» Directions for this task: Only the lines from the one bearing "pixel 120 231" through the end of the entries should be output, exactly as they stand, and pictures should be skipped.

» Records for processing:
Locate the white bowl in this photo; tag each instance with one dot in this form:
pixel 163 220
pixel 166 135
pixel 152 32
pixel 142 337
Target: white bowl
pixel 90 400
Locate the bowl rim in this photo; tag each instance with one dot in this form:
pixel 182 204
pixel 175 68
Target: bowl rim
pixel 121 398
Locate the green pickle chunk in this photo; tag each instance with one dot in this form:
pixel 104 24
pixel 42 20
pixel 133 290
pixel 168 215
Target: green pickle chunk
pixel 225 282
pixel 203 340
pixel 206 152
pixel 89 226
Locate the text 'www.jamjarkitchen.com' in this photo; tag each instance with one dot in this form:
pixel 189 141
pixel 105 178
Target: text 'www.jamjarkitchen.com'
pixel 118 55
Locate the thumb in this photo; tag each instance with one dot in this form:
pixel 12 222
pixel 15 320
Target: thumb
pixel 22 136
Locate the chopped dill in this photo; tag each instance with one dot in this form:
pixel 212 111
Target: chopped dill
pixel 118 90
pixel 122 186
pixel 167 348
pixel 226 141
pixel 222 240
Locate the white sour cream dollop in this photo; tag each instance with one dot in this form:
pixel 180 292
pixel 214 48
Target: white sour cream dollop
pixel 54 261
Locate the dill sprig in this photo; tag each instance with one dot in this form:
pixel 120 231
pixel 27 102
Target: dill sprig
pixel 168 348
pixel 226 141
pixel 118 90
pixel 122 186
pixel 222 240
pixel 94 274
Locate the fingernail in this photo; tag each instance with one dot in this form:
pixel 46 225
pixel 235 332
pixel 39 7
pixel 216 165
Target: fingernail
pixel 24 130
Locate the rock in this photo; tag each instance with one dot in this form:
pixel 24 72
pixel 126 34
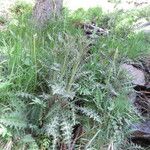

» Output for this task:
pixel 120 231
pixel 27 102
Target: dill sprig
pixel 168 348
pixel 226 141
pixel 118 90
pixel 122 186
pixel 222 240
pixel 94 274
Locate the fingernail in this photo; tag each instance with one dot in this form:
pixel 46 225
pixel 235 332
pixel 39 7
pixel 216 165
Target: fingernail
pixel 24 130
Locate the rock in this photo; tag each instance with one dot in this form:
pixel 24 72
pixel 126 34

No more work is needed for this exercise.